-
Notifications
You must be signed in to change notification settings - Fork 1.6k
pattern db
The pattern.db module contains wrappers for databases (SQLite, MySQL), Unicode CSV files and Python's datetime. It offers a convenient way to work with tabular data, for example retrieved with the pattern.web module.
It can be used by itself or with other pattern modules: web | db | en | search | vector | graph.
A database is a collection of tables. A table has rows of data with a specific data type (e.g., string, float) for each field or column. A database engine provides an interface to the database, using SQL statements (Structured Query Language). Python 2.5+ comes bundled with the SQLite engine. The MySQL engine requires the MySQL-Python bindings. Note that a 32-bit Python requires a 32-bit MySQL.
The Database()
constructor creates (if
necessary) and returns an SQLITE
or
MYSQL
database. With SQLITE
, it will create a file with the given
name in the current folder.
db = Database(
name,
host = 'localhost',
port = 3306,
username = 'root',
password = '',
type = SQLITE
)
db.type # SQLITE | MYSQL
db.name # Database name.
db.host # Database host (MySQL).
db.port # Database port (MySQL).
db.username # Database username (MySQL).
db.password # Database password (MySQL).
◆ ◆ ◆
> [TASKS TO COMPLETE]:
#1 Repeat everything in the pattern.db page from "It can be used" down to "a 32-bit MySQL.".
#2 Answer these questions about the pattern.db page:
(a) Which two database types does the pattern.db module provide wrappers for?
(b) What does the MySQL engine require?
(c) What default port does the Database() constructor use?
#3 Pick up the pattern.db documentation at the point where it stops, and keep writing.

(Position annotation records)
◆ ◆ ◆
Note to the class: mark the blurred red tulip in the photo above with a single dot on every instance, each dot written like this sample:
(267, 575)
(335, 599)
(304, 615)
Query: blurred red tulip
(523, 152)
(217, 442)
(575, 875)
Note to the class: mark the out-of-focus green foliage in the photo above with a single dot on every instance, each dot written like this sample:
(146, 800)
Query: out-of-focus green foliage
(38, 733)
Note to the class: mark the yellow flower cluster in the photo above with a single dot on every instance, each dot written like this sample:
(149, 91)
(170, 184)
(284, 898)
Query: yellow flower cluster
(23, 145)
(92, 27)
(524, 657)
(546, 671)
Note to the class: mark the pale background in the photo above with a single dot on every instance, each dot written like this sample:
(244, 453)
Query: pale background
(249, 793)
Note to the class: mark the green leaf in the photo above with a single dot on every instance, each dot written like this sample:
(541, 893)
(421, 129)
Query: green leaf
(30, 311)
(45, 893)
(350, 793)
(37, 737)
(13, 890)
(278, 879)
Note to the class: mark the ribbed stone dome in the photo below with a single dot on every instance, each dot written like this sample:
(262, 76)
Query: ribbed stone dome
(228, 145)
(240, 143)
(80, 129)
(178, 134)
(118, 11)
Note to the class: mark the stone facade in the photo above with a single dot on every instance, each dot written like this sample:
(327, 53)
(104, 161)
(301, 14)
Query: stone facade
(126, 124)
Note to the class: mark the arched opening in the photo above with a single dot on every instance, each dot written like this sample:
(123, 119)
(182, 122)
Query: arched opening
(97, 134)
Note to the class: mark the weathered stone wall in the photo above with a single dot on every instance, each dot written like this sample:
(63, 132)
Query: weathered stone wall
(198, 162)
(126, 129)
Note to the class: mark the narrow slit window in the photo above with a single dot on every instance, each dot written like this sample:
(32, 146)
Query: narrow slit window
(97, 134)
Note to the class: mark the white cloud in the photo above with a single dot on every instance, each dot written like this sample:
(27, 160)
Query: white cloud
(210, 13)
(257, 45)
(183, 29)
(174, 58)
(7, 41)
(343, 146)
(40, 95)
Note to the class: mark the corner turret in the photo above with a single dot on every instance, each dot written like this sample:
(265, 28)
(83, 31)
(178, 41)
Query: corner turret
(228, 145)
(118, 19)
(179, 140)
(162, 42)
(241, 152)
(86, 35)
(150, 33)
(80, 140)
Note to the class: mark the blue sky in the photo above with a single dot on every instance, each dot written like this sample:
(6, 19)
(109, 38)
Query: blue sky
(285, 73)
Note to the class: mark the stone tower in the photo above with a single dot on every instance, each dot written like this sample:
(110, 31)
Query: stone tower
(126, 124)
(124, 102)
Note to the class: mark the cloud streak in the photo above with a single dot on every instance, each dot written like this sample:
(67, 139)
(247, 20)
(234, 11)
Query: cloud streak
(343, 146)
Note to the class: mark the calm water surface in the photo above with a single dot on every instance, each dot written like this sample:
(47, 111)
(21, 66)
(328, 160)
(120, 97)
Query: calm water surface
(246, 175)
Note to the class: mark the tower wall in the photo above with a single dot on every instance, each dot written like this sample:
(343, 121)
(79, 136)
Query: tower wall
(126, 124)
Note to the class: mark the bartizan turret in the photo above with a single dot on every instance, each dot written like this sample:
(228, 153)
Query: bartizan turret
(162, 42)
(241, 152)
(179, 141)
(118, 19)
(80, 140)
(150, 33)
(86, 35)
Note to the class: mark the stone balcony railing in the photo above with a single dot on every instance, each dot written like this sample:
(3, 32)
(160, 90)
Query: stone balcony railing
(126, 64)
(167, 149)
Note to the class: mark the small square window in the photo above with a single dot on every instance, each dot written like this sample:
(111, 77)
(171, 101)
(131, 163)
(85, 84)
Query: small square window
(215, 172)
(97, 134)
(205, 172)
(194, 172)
◆ ◆ ◆
> [SET OF ANSWERS]:
#1
It can be used by itself or with other pattern modules: web | db | en | search | vector | graph.
A database is a collection of tables. A table has rows of data with a specific data type (e.g., string, float) for each field or column. A database engine provides an interface to the database, using SQL statements (Structured Query Language). Python 2.5+ comes bundled with the SQLite engine. The MySQL engine requires the MySQL-Python bindings. Note that a 32-bit Python requires a 32-bit MySQL.

#2
(a) SQLite and MySQL.
(b) The MySQL-Python bindings.
(c) 3306.

#3
db.tables # Dictionary of (name, Table)-items.
db.relations # List of relations, see Database.link().
db.query # Last executed SQL query.
db.connected # True after Database.connect().
db.connect() # Happens automatically.
db.disconnect()
db.create(table, fields=[])
db.remove(table)
db.link(table1, field1, table2, field2, join=LEFT)
db.execute(SQL, commit=False)
db.commit()
db.escape(value) # "a cat's tail" => "'a cat\'s tail'"
-
Database.execute()
returns an iterator of rows for the given SQL query. -
Database.commit()
commits the changes of pendingINSERT
,UPDATE
,DELETE
queries. -
Database.escape()
safely quotes and escapes field values.
Database.create()
creates a new table
in the database, It takes a table name and a list of row fields, where
each field is defined with the field()
function. Each field has a name
(a-z +
underscores) and a type
, with an
optional default
value for new rows.
The pk()
function can be used for
primary keys.
field(name, type=STRING, default=None, index=False, optional=True)
pk(name='id') # field('id', INTEGER, index=PRIMARY, optional=False)
*Type* | *Value* | *Example* |
`STRING` | `str`, `unicode` (1-255 characters) | `u'Schrödinger'` |
`INTEGER` | `int` | `42` |
`FLOAT` | `float` | `3.14159` |
`TEXT` | `str`, `unicode` | `open('file.txt').read() ` |
`BLOB` | `str` (binary, e.g., PDF, PNG) | `db.binary(open('img.jpg',` `'rb').read())` |
`BOOLEAN` | `bool` | `True`, `False` |
`DATE` | `Date` | `date('1999-12-31 23:59:59')` |
A STRING
field can contain up to a 100
characters. The length (1-255) can be changed by calling STRING
as a function, e.g., type=STRING(255)
. For longer strings, use
TEXT
. The default value for a DATE
field is NOW
.
With index=True
, the field is indexed
for faster search. The index can also be set to UNIQUE
(no duplicates) or PRIMARY
. A table must have a primary key
field that uniquely identifies each row (i.e., an id). Integer primary
keys are auto-numbered, there is no need to set the value manually in
new rows.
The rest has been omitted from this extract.